Arrange everything from the line containing "Mark the innermost point of each instance of the drainpipe" down through the last of the lines below as a Markdown table. Use a column named No. for the row number and a column named Line for the line itself, and skip any blank lines.

•••

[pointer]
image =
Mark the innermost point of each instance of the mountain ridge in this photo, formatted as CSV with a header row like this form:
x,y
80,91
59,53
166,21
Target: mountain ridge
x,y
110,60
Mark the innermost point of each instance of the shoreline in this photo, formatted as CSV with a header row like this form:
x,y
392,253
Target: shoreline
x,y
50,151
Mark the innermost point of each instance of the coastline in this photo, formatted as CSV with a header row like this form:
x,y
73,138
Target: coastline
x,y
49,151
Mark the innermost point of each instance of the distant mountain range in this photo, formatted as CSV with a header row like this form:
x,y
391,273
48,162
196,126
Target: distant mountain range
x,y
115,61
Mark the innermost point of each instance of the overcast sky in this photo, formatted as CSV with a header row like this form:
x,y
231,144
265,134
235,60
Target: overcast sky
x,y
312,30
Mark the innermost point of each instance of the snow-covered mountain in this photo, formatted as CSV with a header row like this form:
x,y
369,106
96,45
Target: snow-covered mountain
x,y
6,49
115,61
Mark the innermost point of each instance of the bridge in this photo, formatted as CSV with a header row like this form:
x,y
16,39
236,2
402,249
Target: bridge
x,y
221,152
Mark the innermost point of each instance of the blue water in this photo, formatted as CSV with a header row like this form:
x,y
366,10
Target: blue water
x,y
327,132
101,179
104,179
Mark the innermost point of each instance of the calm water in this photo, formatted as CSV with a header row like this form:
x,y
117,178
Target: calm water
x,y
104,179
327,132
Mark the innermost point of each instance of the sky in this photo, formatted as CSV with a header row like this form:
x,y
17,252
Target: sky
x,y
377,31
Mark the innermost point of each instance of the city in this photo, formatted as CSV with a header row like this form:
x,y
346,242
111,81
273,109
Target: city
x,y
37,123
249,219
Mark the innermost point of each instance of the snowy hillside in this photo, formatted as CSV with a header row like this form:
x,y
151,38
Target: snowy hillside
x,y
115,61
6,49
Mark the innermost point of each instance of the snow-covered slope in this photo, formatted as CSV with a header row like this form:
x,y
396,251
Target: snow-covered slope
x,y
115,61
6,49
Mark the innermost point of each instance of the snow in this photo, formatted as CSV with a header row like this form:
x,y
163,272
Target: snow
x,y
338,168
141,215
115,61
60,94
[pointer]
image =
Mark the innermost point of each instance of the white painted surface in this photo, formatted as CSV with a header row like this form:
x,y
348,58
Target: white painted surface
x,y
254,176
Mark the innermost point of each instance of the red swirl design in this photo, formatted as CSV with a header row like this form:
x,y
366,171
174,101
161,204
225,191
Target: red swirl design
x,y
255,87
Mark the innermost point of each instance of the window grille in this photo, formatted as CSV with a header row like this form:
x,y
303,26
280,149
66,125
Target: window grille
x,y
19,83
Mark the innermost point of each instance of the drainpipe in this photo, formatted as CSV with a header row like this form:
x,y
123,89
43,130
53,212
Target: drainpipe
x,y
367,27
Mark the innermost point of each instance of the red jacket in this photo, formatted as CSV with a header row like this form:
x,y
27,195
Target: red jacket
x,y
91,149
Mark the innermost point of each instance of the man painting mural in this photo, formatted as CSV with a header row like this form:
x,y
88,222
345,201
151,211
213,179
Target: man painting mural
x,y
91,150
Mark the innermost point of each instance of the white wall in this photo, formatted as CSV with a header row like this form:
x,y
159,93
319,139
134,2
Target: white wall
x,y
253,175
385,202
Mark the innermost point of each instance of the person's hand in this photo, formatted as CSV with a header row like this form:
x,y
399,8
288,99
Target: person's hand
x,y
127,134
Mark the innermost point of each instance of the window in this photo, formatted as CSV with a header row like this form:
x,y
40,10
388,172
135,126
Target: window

•••

*EXPECTED ANSWER*.
| No. | Line |
|---|---|
| 1 | Mark the innermost point of each instance of the drainpipe in this photo, formatted as CSV with a header row like this form: |
| 2 | x,y |
| 3 | 123,89 |
| 4 | 43,130 |
| 5 | 53,212 |
| 6 | Target: drainpipe |
| 7 | x,y |
| 8 | 367,27 |
| 9 | Mark the innermost point of each instance of the red jacket in this photo, formatted as CSV with a header row like this form: |
| 10 | x,y |
| 11 | 27,195 |
| 12 | Target: red jacket |
| 13 | x,y |
| 14 | 91,149 |
| 15 | Mark the innermost point of each instance of the man painting mural in this photo, formatted as CSV with a header row like this form: |
| 16 | x,y |
| 17 | 88,222 |
| 18 | 345,201 |
| 19 | 151,211 |
| 20 | 213,179 |
| 21 | Target: man painting mural |
| 22 | x,y |
| 23 | 91,150 |
| 24 | Mark the innermost point of each instance of the white wall in this photo, formatted as CSV with a header row like this form: |
| 25 | x,y |
| 26 | 159,93 |
| 27 | 319,139 |
| 28 | 134,2 |
| 29 | Target: white wall |
| 30 | x,y |
| 31 | 253,175 |
| 32 | 385,202 |
| 33 | Mark the innermost point of each instance of the person's hand in this photo, formatted as CSV with a header row like this form: |
| 34 | x,y |
| 35 | 399,8 |
| 36 | 288,99 |
| 37 | Target: person's hand |
| 38 | x,y |
| 39 | 127,134 |
| 40 | Mark the innermost point of each instance of the window in this photo, formatted as CSV with a header row like this form: |
| 41 | x,y |
| 42 | 40,10 |
| 43 | 388,172 |
| 44 | 135,126 |
| 45 | Target: window |